[Annotation data for object locations]
•••

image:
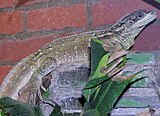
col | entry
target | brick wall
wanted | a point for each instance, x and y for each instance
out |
(38, 22)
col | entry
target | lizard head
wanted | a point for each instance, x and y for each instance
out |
(128, 27)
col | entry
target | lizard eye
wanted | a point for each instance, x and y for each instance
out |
(140, 15)
(129, 24)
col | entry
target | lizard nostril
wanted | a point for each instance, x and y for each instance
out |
(152, 12)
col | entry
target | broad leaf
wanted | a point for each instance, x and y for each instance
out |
(92, 112)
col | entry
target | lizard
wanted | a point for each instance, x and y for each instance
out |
(25, 79)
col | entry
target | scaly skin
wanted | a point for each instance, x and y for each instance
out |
(24, 81)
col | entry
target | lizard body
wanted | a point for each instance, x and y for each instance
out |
(27, 74)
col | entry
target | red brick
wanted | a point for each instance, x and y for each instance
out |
(9, 3)
(11, 23)
(57, 18)
(25, 2)
(6, 3)
(4, 71)
(15, 50)
(109, 11)
(149, 39)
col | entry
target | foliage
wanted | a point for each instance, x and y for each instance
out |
(101, 91)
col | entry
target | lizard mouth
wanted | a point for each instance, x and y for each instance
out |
(151, 16)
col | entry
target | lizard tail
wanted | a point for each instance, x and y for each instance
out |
(16, 78)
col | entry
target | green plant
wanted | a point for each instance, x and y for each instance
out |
(102, 91)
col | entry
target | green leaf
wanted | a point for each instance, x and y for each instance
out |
(97, 52)
(108, 95)
(92, 112)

•••

What you should do
Identify each line in the records that contains the word "leaf", and copy those lines.

Solution
target | broad leaf
target | green leaf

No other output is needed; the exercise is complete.